Required work >> Rewrite all of the records below, replacing "snug" with "tight" wherever it occurs and leaving every other word unchanged.

Material shown >>
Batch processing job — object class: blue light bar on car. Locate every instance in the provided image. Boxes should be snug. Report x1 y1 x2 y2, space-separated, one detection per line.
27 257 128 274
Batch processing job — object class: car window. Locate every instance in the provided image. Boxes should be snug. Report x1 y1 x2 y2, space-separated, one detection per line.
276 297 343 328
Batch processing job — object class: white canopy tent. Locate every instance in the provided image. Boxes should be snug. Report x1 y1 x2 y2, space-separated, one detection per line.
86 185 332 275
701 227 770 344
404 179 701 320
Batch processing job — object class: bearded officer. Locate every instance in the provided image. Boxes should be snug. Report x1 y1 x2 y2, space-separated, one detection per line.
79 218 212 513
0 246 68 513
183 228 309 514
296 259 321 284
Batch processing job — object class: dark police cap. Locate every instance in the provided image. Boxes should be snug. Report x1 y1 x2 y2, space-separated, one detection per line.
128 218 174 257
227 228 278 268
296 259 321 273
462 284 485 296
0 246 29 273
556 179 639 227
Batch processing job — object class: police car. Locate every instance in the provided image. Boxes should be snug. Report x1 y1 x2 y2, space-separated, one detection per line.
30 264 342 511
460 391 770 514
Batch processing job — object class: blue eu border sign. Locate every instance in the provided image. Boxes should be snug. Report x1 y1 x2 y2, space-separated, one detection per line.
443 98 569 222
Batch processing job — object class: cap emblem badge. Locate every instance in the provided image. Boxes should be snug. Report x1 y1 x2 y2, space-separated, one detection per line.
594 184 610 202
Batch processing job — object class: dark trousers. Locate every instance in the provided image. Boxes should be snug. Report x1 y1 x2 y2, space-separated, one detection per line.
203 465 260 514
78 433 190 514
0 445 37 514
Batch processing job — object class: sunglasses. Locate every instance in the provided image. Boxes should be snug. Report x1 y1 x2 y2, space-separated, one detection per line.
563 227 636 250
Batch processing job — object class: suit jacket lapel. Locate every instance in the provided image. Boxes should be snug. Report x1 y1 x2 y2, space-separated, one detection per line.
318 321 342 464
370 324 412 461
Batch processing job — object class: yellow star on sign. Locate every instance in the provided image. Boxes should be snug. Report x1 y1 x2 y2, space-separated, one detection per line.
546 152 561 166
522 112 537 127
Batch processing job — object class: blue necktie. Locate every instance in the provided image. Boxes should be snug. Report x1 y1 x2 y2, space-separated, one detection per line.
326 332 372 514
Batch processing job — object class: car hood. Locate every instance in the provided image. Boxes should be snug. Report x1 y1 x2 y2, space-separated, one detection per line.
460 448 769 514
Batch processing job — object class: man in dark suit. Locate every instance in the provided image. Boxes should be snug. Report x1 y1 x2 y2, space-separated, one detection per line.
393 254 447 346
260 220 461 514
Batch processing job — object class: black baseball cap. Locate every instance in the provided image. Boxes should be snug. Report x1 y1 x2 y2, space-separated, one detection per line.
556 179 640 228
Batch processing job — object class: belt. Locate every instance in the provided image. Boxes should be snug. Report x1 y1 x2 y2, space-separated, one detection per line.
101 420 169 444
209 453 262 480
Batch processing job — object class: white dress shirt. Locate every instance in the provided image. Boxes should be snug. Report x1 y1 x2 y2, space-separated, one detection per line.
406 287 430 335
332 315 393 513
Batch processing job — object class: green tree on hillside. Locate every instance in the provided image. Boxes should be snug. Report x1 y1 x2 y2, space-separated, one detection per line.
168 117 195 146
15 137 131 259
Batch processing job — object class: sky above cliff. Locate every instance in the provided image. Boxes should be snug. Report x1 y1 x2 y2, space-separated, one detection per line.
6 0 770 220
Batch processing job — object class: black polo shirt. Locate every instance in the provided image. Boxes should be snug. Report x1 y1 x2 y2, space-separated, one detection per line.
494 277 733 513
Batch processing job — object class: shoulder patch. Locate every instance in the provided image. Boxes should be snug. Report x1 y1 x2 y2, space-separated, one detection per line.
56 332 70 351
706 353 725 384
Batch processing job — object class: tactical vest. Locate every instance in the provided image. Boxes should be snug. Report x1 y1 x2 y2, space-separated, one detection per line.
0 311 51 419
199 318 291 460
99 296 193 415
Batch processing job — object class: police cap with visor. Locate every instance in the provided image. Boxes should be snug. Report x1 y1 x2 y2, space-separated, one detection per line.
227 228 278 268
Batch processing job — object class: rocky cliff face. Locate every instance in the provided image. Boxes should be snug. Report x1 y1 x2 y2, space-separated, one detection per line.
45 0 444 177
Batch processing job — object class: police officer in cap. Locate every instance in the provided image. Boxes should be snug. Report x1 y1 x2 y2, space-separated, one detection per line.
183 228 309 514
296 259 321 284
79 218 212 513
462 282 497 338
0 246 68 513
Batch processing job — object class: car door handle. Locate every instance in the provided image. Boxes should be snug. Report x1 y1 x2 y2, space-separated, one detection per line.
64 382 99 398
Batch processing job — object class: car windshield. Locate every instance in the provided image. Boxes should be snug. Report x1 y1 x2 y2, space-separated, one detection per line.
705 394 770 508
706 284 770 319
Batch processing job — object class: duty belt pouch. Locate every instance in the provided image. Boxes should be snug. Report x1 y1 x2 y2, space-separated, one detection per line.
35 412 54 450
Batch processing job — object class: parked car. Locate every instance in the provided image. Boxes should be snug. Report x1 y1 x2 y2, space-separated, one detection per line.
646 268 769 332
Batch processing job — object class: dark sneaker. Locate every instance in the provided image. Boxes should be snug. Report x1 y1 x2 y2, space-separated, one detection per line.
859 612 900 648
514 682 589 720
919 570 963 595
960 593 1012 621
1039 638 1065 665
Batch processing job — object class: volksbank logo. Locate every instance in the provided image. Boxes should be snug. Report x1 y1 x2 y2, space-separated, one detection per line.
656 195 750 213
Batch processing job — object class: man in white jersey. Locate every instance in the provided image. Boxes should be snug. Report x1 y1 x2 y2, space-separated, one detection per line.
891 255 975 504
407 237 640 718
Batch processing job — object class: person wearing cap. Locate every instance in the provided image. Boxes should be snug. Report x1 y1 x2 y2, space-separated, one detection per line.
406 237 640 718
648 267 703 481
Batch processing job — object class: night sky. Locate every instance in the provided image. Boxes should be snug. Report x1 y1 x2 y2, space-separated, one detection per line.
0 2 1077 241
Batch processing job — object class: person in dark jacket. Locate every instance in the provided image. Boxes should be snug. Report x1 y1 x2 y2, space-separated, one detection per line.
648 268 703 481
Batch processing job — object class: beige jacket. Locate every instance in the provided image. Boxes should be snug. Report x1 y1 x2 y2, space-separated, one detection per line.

Result of this exercise >>
Batch processing job — object class: blue light bar on car. Locate every instance in the provided image. Boxes should be tight. Report x1 y1 x2 y2, space-separated, one detection per line.
27 257 128 274
Batch processing job — object class: car window. Locate every instance in the provided image. Boxes should be tight. Report x1 y1 x2 y2, space-separated, one detection per line.
276 297 343 328
Batch processing job — object class: white canopy tent. Locate every instance in the provided image. Boxes should be tight. Report x1 y1 x2 y2, space-separated, one detection per line.
86 185 332 275
701 227 770 344
404 179 701 320
Batch processing job — object class: bearded officer. Locate every instance in the provided image. Boxes should be tight. Report x1 y1 x2 y2, space-separated, one detection per line.
79 218 212 513
0 246 68 513
183 228 309 514
296 259 321 284
Batch processing job — object class: dark police cap. Locate every instance in the provided image. Boxes should be tight. Report x1 y1 x2 y2, space-separated, one detection per line.
128 218 174 257
227 228 278 268
296 259 321 273
462 284 485 296
0 246 29 273
556 179 639 227
Batch processing job — object class: police car. Locate every instance in the provided image. Boxes should be tight. Report x1 y1 x2 y2, space-separated, one detection per line.
30 264 342 511
460 391 770 514
Batch processing job — object class: blue eu border sign. Locate every instance in the provided image. Boxes should be tight. Report x1 y1 x2 y2, space-separated, one detection per line.
443 98 569 222
Batch processing job — object class: cap emblem badge. Locate every instance in the provided image. Boxes should be tight. Report x1 y1 x2 y2, space-separated, one detection per line.
594 184 610 202
Batch processing job — object class: dark trousers. Locate every instance in the provided image. Boxes should be tight. Report x1 y1 x2 y2, space-separated, one detection per line.
203 465 260 514
78 433 190 514
0 445 37 514
Batch processing job — object class: sunglasses. Locate every instance in the provided image. Boxes should be tight. Report x1 y1 x2 y2, space-separated, one detection per line.
563 227 636 250
Batch processing job — object class: suit jacket lapel. Locate every instance in the provided image. Boxes should be tight. Report x1 y1 x2 y2, space-separated, one detection per line.
318 321 342 464
370 324 412 461
Batch processing job — object class: yellow star on sign. Locate every instance in the provided image. Boxes should be tight. Report x1 y1 x2 y2, space-separated, one detection per line.
546 152 561 166
522 112 537 127
Batch processing job — object class: blue necktie. Locate every instance in the provided image. Boxes should be tight. Report x1 y1 x2 y2, space-separated, one detection per line.
326 332 372 514
Batch processing job — object class: car hood. Locate every instance in the provided image. Boxes should be tight. Report x1 y1 x2 y2, space-separated, one detection per line.
460 448 769 514
Batch processing job — object class: man in dark suit. Locate every instance in the provided image. Boxes should be tight. Report x1 y1 x2 y2, space-separated, one detection per line.
393 254 447 346
260 220 461 514
Batch processing job — object class: black baseball cap. Locate every instance in the provided image. Boxes should be tight. Report x1 y1 x2 y2, space-separated, one detection per line.
556 179 640 228
Batch processing job — object class: belt. Locate every instance in the provided image. Boxes should be tight. Report x1 y1 x2 y2, space-separated, one detection per line.
101 420 169 444
209 453 262 480
Batch processing job — object class: white dress shirt. Locate every instance in the provided image. Boxes should be tight. Report x1 y1 x2 y2, space-separated, one detection per line.
406 287 430 335
332 315 393 513
Batch processing job — object class: green tree on hillside. Locate every instance in the provided image. Boxes should be tight. Report x1 y1 x2 y2, space-separated, one detection per line.
168 117 195 146
15 137 131 259
Batch processing job — object class: sky above cliff. Locate every instance in the provided image. Boxes should be tight. Report x1 y1 x2 y2, space-separated, one detection per line.
6 0 770 220
Batch processing job — object class: black polo shirt. Locate every instance in the provided image. Boxes should be tight. Report x1 y1 x2 y2, space-separated, one detection per line.
494 277 733 513
Batch processing job — object class: shoulder patch. Locate every instance in the provided image. Boxes should be tight. Report x1 y1 x2 y2, space-separated, one detection per line.
56 332 70 351
706 353 725 384
Batch processing job — object class: tactical vest. Locate every instance in the provided image. Boxes should be tight. Report x1 y1 x2 y2, space-separated, one detection per line.
0 311 51 419
199 318 291 460
99 296 193 415
Batch processing job — object class: police cap with visor. Locate every instance in the provided image. Boxes should be tight. Report x1 y1 x2 y2, space-separated, one detection per line.
227 228 278 268
Batch processing job — object class: rocky cliff face. Locate every instance in the provided image. Boxes should be tight. Report x1 y1 x2 y2, space-separated, one detection per line.
45 0 444 177
Batch processing job — object class: police officer in cap. Locate every instance in the provided image. Boxes should be tight. Report x1 y1 x2 y2, space-separated, one detection per line.
183 228 309 514
296 259 321 284
79 218 212 513
462 282 497 338
0 246 68 513
Batch processing job — object class: car door handle. Locate every instance in the provided image. Boxes should be tight. Report x1 y1 x2 y2, space-separated, one detection per line.
64 382 99 398
Batch processing job — object class: car windshield. Locate every instance in the provided image. Boxes should be tight. Report x1 y1 x2 y2, space-separated, one detection per line.
705 394 770 508
706 284 770 319
Batch processing job — object class: duty belt pouch. Locate every instance in the provided image. Boxes should be tight. Report x1 y1 x2 y2, space-separated, one detection per line.
35 412 54 450
Batch processing job — object class: parked car. Locate every instance in the provided image. Boxes should be tight. Report x1 y1 x2 y2, space-separated, one detection per line.
646 268 769 332
Batch processing job — object class: dark sneaker. Locate every instance in the provided image. Boxes should be tight. Report x1 y1 x2 y2, space-separated, one detection per line.
859 612 900 648
514 682 589 720
919 570 963 595
960 593 1012 621
1039 638 1065 665
Batch processing job — object class: volksbank logo. Locate every instance in the provided image. Boxes should be tight. Report x1 y1 x2 y2, space-separated, one detection per line.
656 195 750 213
Batch processing job — object class: man in white jersey. Locate every instance in the provided image. Boxes should be tight. Report x1 y1 x2 y2, space-separated, one detection per line.
891 255 975 504
407 237 640 718
Batch processing job — object class: person wearing cap. Locate every instance in the provided image. Boxes should be tight. Report x1 y1 x2 y2, space-separated, one detection per line.
406 237 640 718
648 267 703 481
Batch processing job — object class: night sky. Locate every instance in the provided image. Boxes should be tight. Report x1 y1 x2 y2, space-separated, one detection per line.
0 2 1077 241
Batch processing job — object class: person in dark jacket. Locate every instance in the provided image. Boxes should be tight. Report x1 y1 x2 y2, space-separated, one detection per line.
648 268 703 481
Batch processing job — object class: beige jacket. Locate every instance in the provided image. Boxes should be tight. Report x1 y1 x2 y2, space-separated, one detection per line.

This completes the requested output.